**Prompt**
Output the full listing exactly, character for character.

Segment Start: Provided data

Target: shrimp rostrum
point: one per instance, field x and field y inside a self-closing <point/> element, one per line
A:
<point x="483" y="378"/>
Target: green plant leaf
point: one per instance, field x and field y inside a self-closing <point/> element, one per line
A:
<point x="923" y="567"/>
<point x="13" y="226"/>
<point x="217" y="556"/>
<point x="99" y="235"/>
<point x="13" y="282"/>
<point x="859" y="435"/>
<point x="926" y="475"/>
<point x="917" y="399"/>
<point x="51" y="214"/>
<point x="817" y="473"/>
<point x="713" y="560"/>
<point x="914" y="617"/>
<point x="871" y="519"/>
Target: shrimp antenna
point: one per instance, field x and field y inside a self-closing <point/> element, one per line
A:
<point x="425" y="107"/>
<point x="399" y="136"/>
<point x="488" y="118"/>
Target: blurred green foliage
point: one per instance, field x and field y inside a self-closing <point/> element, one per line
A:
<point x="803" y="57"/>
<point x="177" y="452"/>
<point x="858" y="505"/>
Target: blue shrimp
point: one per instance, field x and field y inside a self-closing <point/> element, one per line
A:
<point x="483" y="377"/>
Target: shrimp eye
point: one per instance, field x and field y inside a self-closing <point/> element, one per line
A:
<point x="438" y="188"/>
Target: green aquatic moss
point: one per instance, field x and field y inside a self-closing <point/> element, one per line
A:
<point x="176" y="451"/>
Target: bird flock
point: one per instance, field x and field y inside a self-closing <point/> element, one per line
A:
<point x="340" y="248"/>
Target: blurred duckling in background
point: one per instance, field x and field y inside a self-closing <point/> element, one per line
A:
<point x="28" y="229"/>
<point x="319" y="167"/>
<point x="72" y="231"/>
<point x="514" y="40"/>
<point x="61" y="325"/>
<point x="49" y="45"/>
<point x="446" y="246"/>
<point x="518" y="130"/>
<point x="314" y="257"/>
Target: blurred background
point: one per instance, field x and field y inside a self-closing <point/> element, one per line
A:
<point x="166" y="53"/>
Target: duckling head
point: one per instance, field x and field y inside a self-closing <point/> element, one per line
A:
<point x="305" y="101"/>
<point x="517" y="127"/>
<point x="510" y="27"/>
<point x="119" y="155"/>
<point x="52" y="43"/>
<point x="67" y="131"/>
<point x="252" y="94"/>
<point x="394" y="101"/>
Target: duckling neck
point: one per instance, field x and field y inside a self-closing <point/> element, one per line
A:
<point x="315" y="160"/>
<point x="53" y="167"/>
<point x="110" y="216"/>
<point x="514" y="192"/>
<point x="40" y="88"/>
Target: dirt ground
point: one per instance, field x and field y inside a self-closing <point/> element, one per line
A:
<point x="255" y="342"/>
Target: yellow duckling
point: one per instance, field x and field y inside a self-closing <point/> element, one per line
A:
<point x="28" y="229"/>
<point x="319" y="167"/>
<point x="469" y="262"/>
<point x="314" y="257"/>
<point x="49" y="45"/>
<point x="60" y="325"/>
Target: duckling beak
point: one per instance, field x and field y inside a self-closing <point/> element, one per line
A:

Segment End: Provided data

**Exercise solution**
Target: shrimp rostrum
point: one per instance, field x and field y inside a self-closing <point/> element, one per line
A:
<point x="483" y="378"/>
Target: green plant leaf
point: one per instance, field x and field y inside a self-closing <point/> element, one per line
A:
<point x="923" y="567"/>
<point x="13" y="226"/>
<point x="217" y="556"/>
<point x="99" y="235"/>
<point x="13" y="282"/>
<point x="859" y="435"/>
<point x="926" y="475"/>
<point x="917" y="399"/>
<point x="51" y="214"/>
<point x="817" y="473"/>
<point x="713" y="560"/>
<point x="914" y="617"/>
<point x="871" y="519"/>
Target: shrimp antenna
point: one per instance, field x and field y inside a self-closing <point/> element, one per line
A:
<point x="425" y="107"/>
<point x="399" y="136"/>
<point x="488" y="118"/>
Target: blurred green foliage
point: one per instance, field x and field y inside a self-closing <point/> element, one per line
A:
<point x="803" y="57"/>
<point x="177" y="452"/>
<point x="858" y="505"/>
Target: blue shrimp
point: one per instance, field x and field y inside a self-closing <point/> element, one per line
A:
<point x="483" y="377"/>
Target: shrimp eye
point: one per instance, field x and field y inside a self-closing <point/> element, one per line
A:
<point x="438" y="188"/>
Target: green aquatic moss
point: one per instance, field x and field y inside a self-closing <point/> element, one per line
A:
<point x="176" y="451"/>
Target: bird flock
point: one per instance, field x and field y inside a self-closing <point/> element, one per line
A:
<point x="340" y="248"/>
Target: blurred duckling in background
point: one per instance, field x and field y inside a self-closing <point/> element, one per line
A:
<point x="28" y="229"/>
<point x="319" y="167"/>
<point x="72" y="231"/>
<point x="514" y="40"/>
<point x="61" y="325"/>
<point x="49" y="45"/>
<point x="446" y="246"/>
<point x="518" y="130"/>
<point x="314" y="257"/>
Target: blurred background
point: one per instance, field x and field y inside a self-closing <point/> element, one per line
A:
<point x="166" y="53"/>
Target: duckling head
point: one per instance, field x and field y inside a self-closing <point/> element, one per line
A:
<point x="305" y="101"/>
<point x="517" y="127"/>
<point x="510" y="27"/>
<point x="119" y="155"/>
<point x="52" y="43"/>
<point x="67" y="131"/>
<point x="252" y="94"/>
<point x="394" y="101"/>
Target: duckling neck
point: one per instance, field x and field y inside a self-closing <point/> element, one per line
A:
<point x="315" y="160"/>
<point x="53" y="167"/>
<point x="110" y="216"/>
<point x="514" y="192"/>
<point x="40" y="88"/>
Target: dirt ground
point: one per instance, field x and field y inside a self-closing <point/> element, one per line
A:
<point x="255" y="342"/>
Target: yellow duckling
point: one per instance, field x and field y inside a self-closing <point/> element, one per line
A:
<point x="28" y="229"/>
<point x="319" y="167"/>
<point x="469" y="262"/>
<point x="314" y="257"/>
<point x="49" y="45"/>
<point x="60" y="325"/>
Target: duckling beak
point: one per instance, field x and field y inside a self-closing <point/> element, one per line
A:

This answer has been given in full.